Position annotation entries:
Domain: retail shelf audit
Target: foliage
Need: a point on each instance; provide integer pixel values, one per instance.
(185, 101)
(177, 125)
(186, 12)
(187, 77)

GOAL OF THE EXERCISE:
Reproduce all of the lines above, including the requests, and decrease every coordinate value in the answer points by 85.

WRITTEN REPLY:
Domain: retail shelf audit
Target: foliage
Need: a point on each instance; provide integer pixel values, one per instance.
(100, 16)
(92, 40)
(101, -73)
(102, -8)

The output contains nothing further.